<<<<

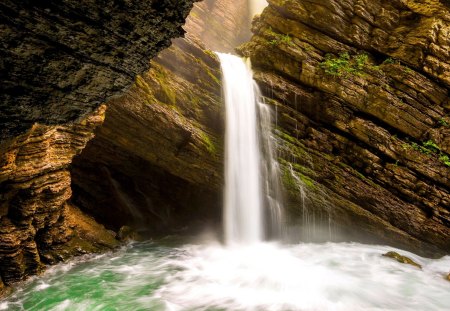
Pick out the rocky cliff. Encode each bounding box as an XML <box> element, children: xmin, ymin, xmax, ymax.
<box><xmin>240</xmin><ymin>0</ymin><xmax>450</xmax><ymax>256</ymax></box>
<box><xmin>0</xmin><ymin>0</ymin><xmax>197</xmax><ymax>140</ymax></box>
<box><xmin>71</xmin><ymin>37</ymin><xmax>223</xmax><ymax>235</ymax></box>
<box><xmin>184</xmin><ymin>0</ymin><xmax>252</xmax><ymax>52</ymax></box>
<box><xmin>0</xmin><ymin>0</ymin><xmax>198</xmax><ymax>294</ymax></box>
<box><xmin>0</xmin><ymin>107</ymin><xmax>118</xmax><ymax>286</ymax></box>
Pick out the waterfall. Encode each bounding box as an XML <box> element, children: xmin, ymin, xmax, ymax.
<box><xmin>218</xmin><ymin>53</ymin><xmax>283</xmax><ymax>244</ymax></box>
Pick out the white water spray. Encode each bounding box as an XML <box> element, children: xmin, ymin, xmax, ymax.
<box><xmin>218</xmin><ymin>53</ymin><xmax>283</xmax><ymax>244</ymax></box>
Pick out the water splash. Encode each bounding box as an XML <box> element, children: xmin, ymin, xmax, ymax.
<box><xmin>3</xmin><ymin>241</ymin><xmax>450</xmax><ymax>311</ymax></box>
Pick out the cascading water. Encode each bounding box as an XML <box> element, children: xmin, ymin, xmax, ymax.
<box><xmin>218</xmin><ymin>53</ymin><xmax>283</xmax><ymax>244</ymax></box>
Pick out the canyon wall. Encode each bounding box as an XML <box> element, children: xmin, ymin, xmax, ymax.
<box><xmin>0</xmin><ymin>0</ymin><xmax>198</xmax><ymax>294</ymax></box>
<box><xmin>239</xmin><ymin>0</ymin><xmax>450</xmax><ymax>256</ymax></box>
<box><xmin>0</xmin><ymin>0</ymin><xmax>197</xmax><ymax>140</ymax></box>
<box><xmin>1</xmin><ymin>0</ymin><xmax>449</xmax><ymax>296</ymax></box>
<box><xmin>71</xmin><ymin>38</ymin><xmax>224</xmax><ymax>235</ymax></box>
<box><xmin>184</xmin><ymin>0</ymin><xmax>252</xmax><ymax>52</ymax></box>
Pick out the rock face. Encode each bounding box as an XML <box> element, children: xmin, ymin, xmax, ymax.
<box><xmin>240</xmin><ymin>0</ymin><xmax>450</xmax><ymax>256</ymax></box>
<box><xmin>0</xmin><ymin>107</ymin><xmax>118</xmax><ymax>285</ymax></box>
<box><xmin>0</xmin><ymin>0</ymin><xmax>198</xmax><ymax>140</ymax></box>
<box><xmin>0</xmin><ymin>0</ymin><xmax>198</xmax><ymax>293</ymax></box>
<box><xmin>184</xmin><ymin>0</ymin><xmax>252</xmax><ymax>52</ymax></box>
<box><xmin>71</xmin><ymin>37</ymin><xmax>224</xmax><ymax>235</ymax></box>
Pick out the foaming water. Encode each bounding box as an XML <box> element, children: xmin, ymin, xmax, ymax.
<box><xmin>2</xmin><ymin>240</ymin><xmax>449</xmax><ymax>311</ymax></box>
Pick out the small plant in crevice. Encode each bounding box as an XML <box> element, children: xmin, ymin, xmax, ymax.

>>>>

_Exercise objective:_ Extract the full listing above verbatim; pictures are to be left out of the copy.

_Completed task:_
Pick out the rocky cliff. Encode each bounding box as an XML <box> element, children: xmin, ymin, xmax, ymax.
<box><xmin>240</xmin><ymin>0</ymin><xmax>450</xmax><ymax>256</ymax></box>
<box><xmin>0</xmin><ymin>0</ymin><xmax>197</xmax><ymax>140</ymax></box>
<box><xmin>71</xmin><ymin>37</ymin><xmax>223</xmax><ymax>235</ymax></box>
<box><xmin>184</xmin><ymin>0</ymin><xmax>252</xmax><ymax>52</ymax></box>
<box><xmin>0</xmin><ymin>0</ymin><xmax>198</xmax><ymax>294</ymax></box>
<box><xmin>0</xmin><ymin>107</ymin><xmax>118</xmax><ymax>286</ymax></box>
Pick out the waterfall. Encode each bounding box as an XML <box> element, children: xmin, ymin, xmax, ymax.
<box><xmin>218</xmin><ymin>53</ymin><xmax>283</xmax><ymax>244</ymax></box>
Pick out the white water spray. Encode each bounding box as an XML <box> element, children: xmin, ymin, xmax, ymax.
<box><xmin>218</xmin><ymin>53</ymin><xmax>283</xmax><ymax>244</ymax></box>
Pick out the water splash. Encode each bounding box as an XML <box> element, children: xmin, ymin, xmax, ymax.
<box><xmin>3</xmin><ymin>241</ymin><xmax>450</xmax><ymax>311</ymax></box>
Pick out the cascading water. Encode each bounding box as an XML <box> element, children: xmin, ymin, xmax, ymax.
<box><xmin>218</xmin><ymin>53</ymin><xmax>283</xmax><ymax>244</ymax></box>
Pick out the canyon wall. Encode each bounding box as an XML <box> element, children: xmin, ymin, xmax, ymax.
<box><xmin>0</xmin><ymin>0</ymin><xmax>198</xmax><ymax>294</ymax></box>
<box><xmin>239</xmin><ymin>0</ymin><xmax>450</xmax><ymax>256</ymax></box>
<box><xmin>0</xmin><ymin>0</ymin><xmax>197</xmax><ymax>140</ymax></box>
<box><xmin>1</xmin><ymin>0</ymin><xmax>449</xmax><ymax>296</ymax></box>
<box><xmin>71</xmin><ymin>38</ymin><xmax>224</xmax><ymax>235</ymax></box>
<box><xmin>184</xmin><ymin>0</ymin><xmax>252</xmax><ymax>52</ymax></box>
Pick out the rock face. Encode each bounding box as an XML <box> element, children: xmin, ymin, xmax, ymax.
<box><xmin>240</xmin><ymin>0</ymin><xmax>450</xmax><ymax>256</ymax></box>
<box><xmin>0</xmin><ymin>107</ymin><xmax>118</xmax><ymax>285</ymax></box>
<box><xmin>0</xmin><ymin>0</ymin><xmax>198</xmax><ymax>140</ymax></box>
<box><xmin>0</xmin><ymin>0</ymin><xmax>198</xmax><ymax>293</ymax></box>
<box><xmin>184</xmin><ymin>0</ymin><xmax>252</xmax><ymax>52</ymax></box>
<box><xmin>71</xmin><ymin>37</ymin><xmax>224</xmax><ymax>235</ymax></box>
Pick out the foaming water. Encode each bounding box as an XML <box> element, children: xmin, ymin, xmax, ymax.
<box><xmin>2</xmin><ymin>240</ymin><xmax>449</xmax><ymax>311</ymax></box>
Pick out the small plant in crevice. Encode each bounding box as an XML <box> element, children: xmin, ymin, xmax, ymax.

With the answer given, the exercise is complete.